-- Tasks to carry out --
a) According to the CartPole assignment, what is the time limit for each test in ReCodEx?
b) Repeat the part of the CartPole assignment starting with "Once you finish" and going on through "is 5 minutes.".

Deadline: Nov 03, 23:59 6 points

Solve the CartPole-v1 environment environment from the OpenAI Gym using the Monte Carlo reinforcement learning algorithm.

Use the supplied cart_pole_evaluator.py module (depending on gym_evaluator.py) to interact with the discretized environment. The environment has the following methods and properties:

`states`

: number of states of the environment`actions`

: number of actions of the environment`episode`

: number of the current episode (zero-based)`reset(start_evaluate=False) → new_state`

: starts a new episode`step(action) → new_state, reward, done, info`

: perform the chosen action in the environment, returning the new state, obtained reward, a boolean flag indicating an end of episode, and additional environment-specific information`render()`

: render current environment state

Once you finish training (which you indicate by passing `start_evaluate=True`

to `reset`

), your goal is to reach an average return of 490 during 100
evaluation episodes. Note that the environment prints your 100-episode
average return each 10 episodes even during training.

You can start with the monte_carlo.py template, which parses several useful parameters, creates the environment and illustrates the overall usage.

During evaluation in ReCodEx, three different random seeds will be employed, and you need to reach the required return on all of them. Time limit for each test is 5 minutes.

-- Collected data --
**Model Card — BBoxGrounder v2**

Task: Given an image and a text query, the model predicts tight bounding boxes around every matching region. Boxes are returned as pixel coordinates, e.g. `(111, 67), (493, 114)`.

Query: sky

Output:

-- Exercise answers --
a) 5 minutes

b)
Once you finish training (which you indicate by passing `start_evaluate=True`

to `reset`

), your goal is to reach an average return of 490 during 100
evaluation episodes. Note that the environment prints your 100-episode
average return each 10 episodes even during training.

You can start with the monte_carlo.py template, which parses several useful parameters, creates the environment and illustrates the overall usage.

During evaluation in ReCodEx, three different random seeds will be employed, and you need to reach the required return on all of them. Time limit for each test is 5 minutes.